Extract every line of the records that contains the string "positive", copying each such line in full.

Stored records
· · · ·
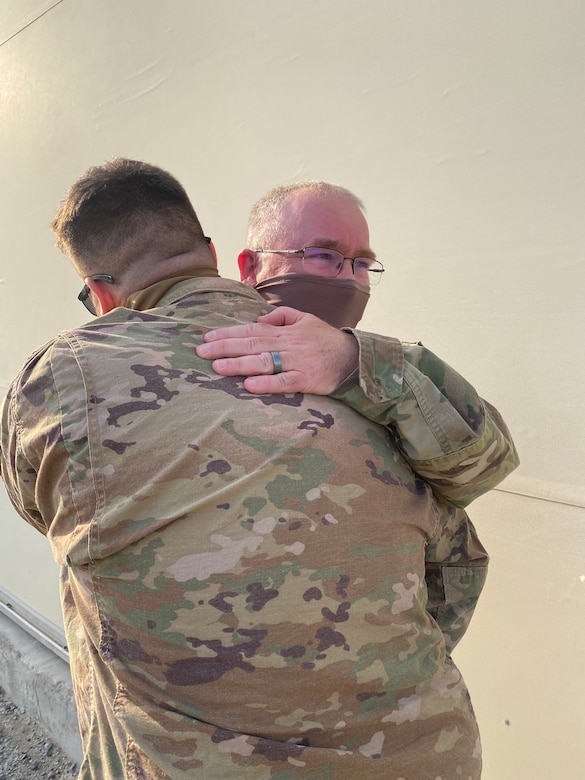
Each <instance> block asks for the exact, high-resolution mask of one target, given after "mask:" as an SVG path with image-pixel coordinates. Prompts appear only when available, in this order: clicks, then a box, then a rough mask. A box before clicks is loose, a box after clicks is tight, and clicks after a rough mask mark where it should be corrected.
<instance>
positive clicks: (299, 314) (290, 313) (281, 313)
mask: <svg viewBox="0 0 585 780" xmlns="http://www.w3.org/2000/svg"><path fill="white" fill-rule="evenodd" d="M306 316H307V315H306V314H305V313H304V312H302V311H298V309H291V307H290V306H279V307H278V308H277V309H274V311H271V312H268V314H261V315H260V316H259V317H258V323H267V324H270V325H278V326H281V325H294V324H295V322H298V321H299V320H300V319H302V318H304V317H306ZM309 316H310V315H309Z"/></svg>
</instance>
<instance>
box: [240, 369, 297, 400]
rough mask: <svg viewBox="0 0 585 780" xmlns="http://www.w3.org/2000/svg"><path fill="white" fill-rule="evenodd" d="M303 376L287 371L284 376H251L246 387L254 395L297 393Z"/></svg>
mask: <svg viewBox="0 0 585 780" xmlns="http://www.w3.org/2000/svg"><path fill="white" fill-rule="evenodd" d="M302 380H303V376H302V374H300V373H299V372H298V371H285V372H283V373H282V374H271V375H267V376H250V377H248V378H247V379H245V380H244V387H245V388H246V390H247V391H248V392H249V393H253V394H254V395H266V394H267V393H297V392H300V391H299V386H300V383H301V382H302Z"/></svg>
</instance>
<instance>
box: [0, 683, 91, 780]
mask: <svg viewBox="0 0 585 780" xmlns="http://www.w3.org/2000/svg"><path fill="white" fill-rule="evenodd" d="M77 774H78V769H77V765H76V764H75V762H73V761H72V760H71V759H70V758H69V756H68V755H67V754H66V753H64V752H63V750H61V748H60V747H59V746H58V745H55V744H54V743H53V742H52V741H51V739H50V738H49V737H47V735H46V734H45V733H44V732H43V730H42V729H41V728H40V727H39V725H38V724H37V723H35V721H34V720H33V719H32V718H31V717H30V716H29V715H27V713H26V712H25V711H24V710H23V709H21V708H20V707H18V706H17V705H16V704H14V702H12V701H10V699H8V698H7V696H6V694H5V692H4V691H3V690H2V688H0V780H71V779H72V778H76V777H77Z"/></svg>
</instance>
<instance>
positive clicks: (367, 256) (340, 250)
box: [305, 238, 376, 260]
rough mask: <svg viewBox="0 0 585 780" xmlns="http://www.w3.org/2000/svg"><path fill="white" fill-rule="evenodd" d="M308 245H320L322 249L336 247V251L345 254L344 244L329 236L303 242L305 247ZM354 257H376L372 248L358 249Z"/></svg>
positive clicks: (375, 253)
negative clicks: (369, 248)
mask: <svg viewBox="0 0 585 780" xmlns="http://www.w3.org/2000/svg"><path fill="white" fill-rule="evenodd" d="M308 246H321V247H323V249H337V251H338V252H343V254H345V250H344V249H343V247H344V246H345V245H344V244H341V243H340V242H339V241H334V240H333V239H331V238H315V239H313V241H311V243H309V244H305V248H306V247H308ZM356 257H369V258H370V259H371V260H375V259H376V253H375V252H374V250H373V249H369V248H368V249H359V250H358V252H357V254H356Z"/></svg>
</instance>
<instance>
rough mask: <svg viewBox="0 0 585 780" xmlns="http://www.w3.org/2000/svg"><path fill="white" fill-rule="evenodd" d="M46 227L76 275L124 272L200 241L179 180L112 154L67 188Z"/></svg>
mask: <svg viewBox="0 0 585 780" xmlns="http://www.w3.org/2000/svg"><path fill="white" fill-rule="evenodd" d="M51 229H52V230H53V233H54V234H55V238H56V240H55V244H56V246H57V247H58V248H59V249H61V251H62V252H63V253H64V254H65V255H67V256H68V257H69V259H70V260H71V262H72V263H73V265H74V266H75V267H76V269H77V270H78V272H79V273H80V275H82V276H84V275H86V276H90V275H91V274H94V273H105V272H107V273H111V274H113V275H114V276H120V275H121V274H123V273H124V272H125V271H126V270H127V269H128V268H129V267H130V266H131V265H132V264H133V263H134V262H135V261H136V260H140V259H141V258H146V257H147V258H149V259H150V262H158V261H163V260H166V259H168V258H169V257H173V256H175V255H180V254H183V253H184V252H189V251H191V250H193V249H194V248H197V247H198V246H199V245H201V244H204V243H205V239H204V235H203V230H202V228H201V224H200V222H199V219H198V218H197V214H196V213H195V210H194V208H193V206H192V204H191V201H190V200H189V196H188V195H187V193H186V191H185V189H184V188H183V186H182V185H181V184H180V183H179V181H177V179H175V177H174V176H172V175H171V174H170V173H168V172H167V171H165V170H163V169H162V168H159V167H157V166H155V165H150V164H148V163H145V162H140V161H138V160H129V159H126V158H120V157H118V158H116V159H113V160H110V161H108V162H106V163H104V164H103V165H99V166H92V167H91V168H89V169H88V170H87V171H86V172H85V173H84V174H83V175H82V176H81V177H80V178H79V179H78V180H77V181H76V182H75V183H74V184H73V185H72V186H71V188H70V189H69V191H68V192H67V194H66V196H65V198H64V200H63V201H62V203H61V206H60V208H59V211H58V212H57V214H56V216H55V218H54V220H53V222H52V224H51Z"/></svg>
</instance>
· · · ·
Result for this task |
positive clicks: (299, 314) (290, 313) (281, 313)
positive clicks: (367, 256) (340, 250)
positive clicks: (375, 253)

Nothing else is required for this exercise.